- PROBLEM STATEMENT -
Reproduce the lines below verbatim, leaving the pictures out of your answer.

- PROVIDED MATERIAL -
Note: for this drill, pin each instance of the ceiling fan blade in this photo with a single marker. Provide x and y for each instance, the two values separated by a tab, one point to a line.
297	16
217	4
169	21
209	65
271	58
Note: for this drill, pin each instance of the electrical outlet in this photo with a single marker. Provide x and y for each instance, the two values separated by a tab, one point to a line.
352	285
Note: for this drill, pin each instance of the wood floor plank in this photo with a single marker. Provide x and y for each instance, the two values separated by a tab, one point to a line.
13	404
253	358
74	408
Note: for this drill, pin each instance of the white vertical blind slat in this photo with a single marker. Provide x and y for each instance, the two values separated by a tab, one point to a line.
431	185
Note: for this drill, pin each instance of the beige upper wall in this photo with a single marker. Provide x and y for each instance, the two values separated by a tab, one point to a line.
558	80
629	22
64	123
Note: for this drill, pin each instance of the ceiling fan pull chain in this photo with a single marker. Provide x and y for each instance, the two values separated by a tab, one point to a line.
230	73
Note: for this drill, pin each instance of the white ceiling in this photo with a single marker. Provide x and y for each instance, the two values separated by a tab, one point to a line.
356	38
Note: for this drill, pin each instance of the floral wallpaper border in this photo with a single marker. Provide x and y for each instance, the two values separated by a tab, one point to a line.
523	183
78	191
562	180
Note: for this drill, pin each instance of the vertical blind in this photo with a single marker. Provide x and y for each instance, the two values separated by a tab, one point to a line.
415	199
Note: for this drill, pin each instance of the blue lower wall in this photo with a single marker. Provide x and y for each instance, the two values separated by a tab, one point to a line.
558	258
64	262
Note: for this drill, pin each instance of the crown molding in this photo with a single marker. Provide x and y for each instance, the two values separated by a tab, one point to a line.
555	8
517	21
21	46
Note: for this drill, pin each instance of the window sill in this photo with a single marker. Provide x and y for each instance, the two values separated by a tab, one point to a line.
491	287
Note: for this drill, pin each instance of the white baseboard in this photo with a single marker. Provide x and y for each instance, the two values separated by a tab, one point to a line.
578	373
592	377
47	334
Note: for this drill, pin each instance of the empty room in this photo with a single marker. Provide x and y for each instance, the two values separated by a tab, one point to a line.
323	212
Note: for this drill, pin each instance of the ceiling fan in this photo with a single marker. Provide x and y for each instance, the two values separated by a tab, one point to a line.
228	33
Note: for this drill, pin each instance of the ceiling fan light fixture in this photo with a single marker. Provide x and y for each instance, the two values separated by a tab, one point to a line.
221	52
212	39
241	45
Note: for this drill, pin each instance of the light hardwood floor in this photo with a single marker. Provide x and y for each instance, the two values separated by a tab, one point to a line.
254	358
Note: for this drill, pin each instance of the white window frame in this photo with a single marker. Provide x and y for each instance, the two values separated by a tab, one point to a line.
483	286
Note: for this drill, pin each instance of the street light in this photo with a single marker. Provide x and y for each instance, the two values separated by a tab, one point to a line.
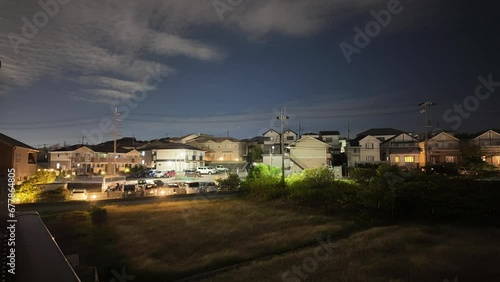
423	110
282	117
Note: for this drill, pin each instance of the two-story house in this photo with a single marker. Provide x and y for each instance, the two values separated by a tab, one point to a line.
366	147
442	148
87	159
309	152
163	155
272	140
401	150
488	143
16	155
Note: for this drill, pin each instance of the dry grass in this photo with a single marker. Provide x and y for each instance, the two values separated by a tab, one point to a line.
415	253
172	239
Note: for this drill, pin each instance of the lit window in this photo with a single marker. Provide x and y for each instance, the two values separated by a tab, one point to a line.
409	159
450	159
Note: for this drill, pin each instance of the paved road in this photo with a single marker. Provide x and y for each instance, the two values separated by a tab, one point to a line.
85	205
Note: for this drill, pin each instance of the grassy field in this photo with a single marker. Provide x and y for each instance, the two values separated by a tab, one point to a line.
170	240
395	253
175	239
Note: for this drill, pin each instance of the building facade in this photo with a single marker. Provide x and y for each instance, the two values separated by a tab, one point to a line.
18	156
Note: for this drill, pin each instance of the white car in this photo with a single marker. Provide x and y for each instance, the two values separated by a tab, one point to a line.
221	168
208	187
79	194
206	170
159	173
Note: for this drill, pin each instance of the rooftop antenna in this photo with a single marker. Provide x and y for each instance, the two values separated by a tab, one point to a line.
348	131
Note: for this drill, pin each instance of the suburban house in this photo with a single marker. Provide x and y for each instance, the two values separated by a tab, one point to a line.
331	138
255	143
309	152
272	140
488	143
172	156
401	150
366	147
19	156
443	148
86	159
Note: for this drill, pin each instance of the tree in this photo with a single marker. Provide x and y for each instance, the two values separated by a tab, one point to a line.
29	190
257	153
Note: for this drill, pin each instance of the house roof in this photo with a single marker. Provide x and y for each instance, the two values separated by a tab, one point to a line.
477	134
269	131
159	145
13	142
380	131
396	136
308	137
212	138
72	148
444	132
334	132
125	142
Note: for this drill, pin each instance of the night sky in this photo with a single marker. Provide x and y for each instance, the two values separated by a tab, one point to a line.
230	71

- ANSWER IN FULL -
Note: for this drill, pin each instance of the ceiling fan blade in this photo with a single marker. Provide x and y for each instance, the two values separated by a tab, one point to a line.
297	16
217	4
169	21
209	65
271	58
Note: for this drill, pin each instance of the electrical outlet in this photo with a single marker. Provide x and y for each instance, the two values separated by a tab, one point to a line.
352	285
Note: for this drill, pin each instance of the wood floor plank in this photo with a single marker. Provide x and y for each instance, the two values separated by a tab, one point to a line.
13	404
253	358
74	408
Note: for this drill, pin each instance of the white vertical blind slat in this photo with a single marker. Provide x and y for each instance, the two values separated by a tab, one point to a line.
431	185
Note: for this drill, pin each instance of the beige upper wall in this photo with a single marker. Provide x and y for each instance, the two values separated by a tab, one point to a line.
558	80
629	22
64	123
Note: for this drill, pin each instance of the ceiling fan pull chain in this photo with a single marker. Provide x and y for each instance, the two values separated by a tab, one point to a line.
230	73
Note: for this drill, pin each instance of the white ceiling in this photo with a single marker. Provide x and y for each instance, the two values separated by a tab, one point to a line.
356	38
Note: for this drill, pin each instance of the floral wallpaper border in this photo with a single marker. Provide x and y for each instance, the two values separated by a tab, one point to a line.
523	183
78	191
562	180
Note: for this drill, pin each instance of the vertical blind in this photo with a single marker. Provide x and y for each instance, the two values separated by a tab, one point to a line.
415	199
Note: for this drill, pin each instance of the blue lower wall in this photo with a single marker. Provide x and y for each instance, the two values separated by a tab, one point to a line.
558	258
64	262
Note: for this drill, pin each instance of the crown molding in this photo with a single marker. Provide x and y for each instance, the two values separated by a tab, one point to a line.
555	8
517	21
21	46
Note: for this drill, pin each instance of the window sill in this photo with a single marker. Provide x and y for each instance, the two values separated by a tab, one point to a line.
491	287
Note: for this drill, pin each instance of the white baseboard in this photo with a single marker. Provide x and y for each instance, the two values separated by a tab, one point to a line.
578	373
592	377
47	334
Note: for this drill, pin each instance of the empty room in this photo with a single marker. Provide x and y for each instance, the two values separated by a tab, one point to a line.
323	212
Note: for this drill, pin each instance of the ceiling fan in this photo with a single marker. Provide x and y for each instance, the two values separated by a tab, one point to a line.
228	33
Note: for this drill, pin each instance of the ceiling fan light fixture in this photo with a single marker. Provide x and y for each instance, the two values separated by a tab, one point to a line.
221	52
212	39
241	45
Note: for this drill, pin each instance of the light hardwood floor in this photo with a single marker. Provide x and y for each instance, the two values separated by a tab, one point to a line.
254	358
Note: for this drill, pin each instance of the white window frame in this photo with a single marker. Provide x and y for each instance, the two values separated by a tab, one point to a line.
483	286
Note: for this drill, pin each instance of the street light in this photo with a single marker. Provide x and y for each instance, the two values separated by a tab, one point to a line.
423	110
282	117
Note: for this drill, pin each instance of the two-story house in this photo with a single marker. Provide x and y for each instance, the two values separated by a tab, one point to a line.
366	147
442	148
87	159
309	152
163	155
272	140
401	150
488	143
16	155
Note: for this drill, pin each instance of the dry grass in this photo with a single marker. Provide x and y for each instance, the two values separated by a tab, one point to a line.
415	253
172	239
Note: for this drill, pin each instance of the lit window in this photo with a single marker. Provide x and y for each instance, the two values separated by a tab, one point to a line.
409	159
450	159
Note: for this drill, pin each instance of the paved road in this photo with a single marker. Provide x and y for each instance, the two values separated by a tab, one point to a line.
85	205
Note: for this drill, pin each instance of the grassy field in this photo with a single marker. Provide x and y for each instance, the two values separated by a tab, one point to a line.
170	240
395	253
175	239
Note: for this drill, pin each instance of the building facade in this photo with a single marker. Provide x and y for each instance, the two values separated by a tab, one point to a line.
18	156
Note: for this drill, pin each instance of the white car in this photo with a single marker. Provide x and y for each instance, the two values separated by a tab, one point to a line.
221	168
208	187
79	194
206	170
159	173
Note: for this drill, pin each instance of the rooftop antenna in this photo with a single marker. Provide x and y for each instance, the two values separated by a tab, one point to a line.
348	131
Note: for this drill, pin each instance of the suburban house in this photo with a single marker. Provide x and y for each instance, the two values separated by a tab, one point to a line.
331	138
255	143
309	152
272	140
488	143
172	156
401	150
366	147
19	156
443	148
86	159
Note: for this drill, pin each instance of the tree in this photo with a single marker. Provide x and y for each instance, the two values separated by a tab, one point to a line.
29	190
257	153
Note: for this drill, pin each instance of the house roof in this photo with a single marker. Provide x and y for each instance, the two values separated by a tab, one point to a line.
477	134
269	131
159	145
13	142
380	131
396	136
308	137
212	138
72	148
444	132
334	132
125	142
Note: for this drill, pin each instance of the night sky in this photo with a single marker. Provide x and y for each instance, the two values separated by a tab, one point to a line.
230	71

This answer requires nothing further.